Goal → Substitute "boots" for "shoes" in the forum thread, and write out everything from "Oh it screened" down to "welcome and appreciated." with that change.

Document extract →
────────

Brilliant, thank you very much. Feel free to answer for the other 3 horses too lol. Thank you.


----------



## SEL (9 December 2017)

Done x 2!


----------



## PapaverFollis (9 December 2017)

Oh it screened me out. Do you not want to know about 22 year old semi retired crocks that still have shoes on?  I didn't try for the younger horse who works sans shoes yet.


----------



## MickeyR (9 December 2017)

Any responses are welcome and appreciated.


----------



## PapaverFollis (9 December 2017)

But I tried and the survey didnt want me. It said "you have been screened out due to your answers. You do not fit the demographic" or something. Cant think what I said that it didnt like?


----------



## ester (9 December 2017)

hoof geek completed .


----------



## sychnant (9 December 2017)

Done


----------



## PapaverFollis (9 December 2017)

It let me do it this time.


----------



## Andalucian (9 December 2017)

Done X 3 for each of mine.


----------



## JillA (9 December 2017)

────────

Data →
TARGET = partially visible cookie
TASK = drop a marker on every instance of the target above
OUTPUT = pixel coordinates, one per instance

────────

Solution to this problem →
Oh it screened me out. Do you not want to know about 22 year old semi retired crocks that still have boots on?  I didn't try for the younger horse who works sans boots yet.


----------



## MickeyR (9 December 2017)

Any responses are welcome and appreciated.